SUPPLIED TEXT —
════════════════════
Is homework detention necessary

  • yes

    Votes: 14 66.7%
  • no

    Votes: 7 33.3%

  • Total voters
    21
And back to the OP, which isn't about the homework itself per se, should students who don't do the work assigned to them be punished?
 
And back to the OP, which isn't about the homework itself per se, should students who don't do the work assigned to them be punished?

Well, since I don't believe in homework, I would have to say no.
 
LOL, your kid must think your a rockstar, no homework yaay! Vin Diesel rules...

;)


As a matter of fact, my kid does think I'm a rock star, but not because I hate homework as much as he does. :mrgreen:

Of course, if he doesn't have any homework I'm just as likely to put him to work on the house or yard, or else invite him join me in some amusing frivolity involving boxing gloves or rubber knives or padded escrima sticks, unless we go out and kill some local wildlife for supper or something.
 
As a parent I'm opposed to it, and to homework in general.
════════════════════
MATERIAL SHOWN —
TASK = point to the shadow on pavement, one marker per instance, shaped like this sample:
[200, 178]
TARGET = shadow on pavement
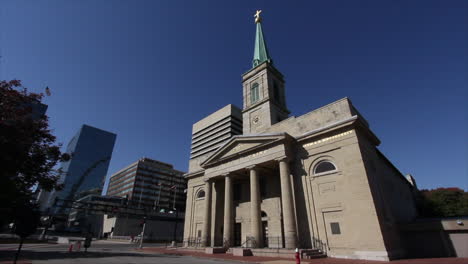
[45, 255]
════════════════════
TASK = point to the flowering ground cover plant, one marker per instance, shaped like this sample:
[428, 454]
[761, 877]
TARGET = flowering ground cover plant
════════════════════
DIRECTIVES —
a - From the homework detention thread, reproduce the passage from "Votes: 14 66.7%" to "have to say no.".
b - Answer these questions about the homework detention thread:
(i) How many votes did "yes" receive in the poll?
(ii) Why does the reply beginning "Well, since" say students should not be punished?
(iii) What three pieces of sparring gear are named for the frivolity the parent might invite the kid to join?

RESULTS FOR THE EXERCISE —
a -
Votes: 14 66.7%
  • no

    Votes: 7 33.3%

  • Total voters
    21
And back to the OP, which isn't about the homework itself per se, should students who don't do the work assigned to them be punished?
 
And back to the OP, which isn't about the homework itself per se, should students who don't do the work assigned to them be punished?

Well, since I don't believe in homework, I would have to say no.

b -
(i) 14 votes (66.7%).
(ii) Because that poster doesn't believe in homework.
(iii) Boxing gloves, rubber knives, and padded escrima sticks.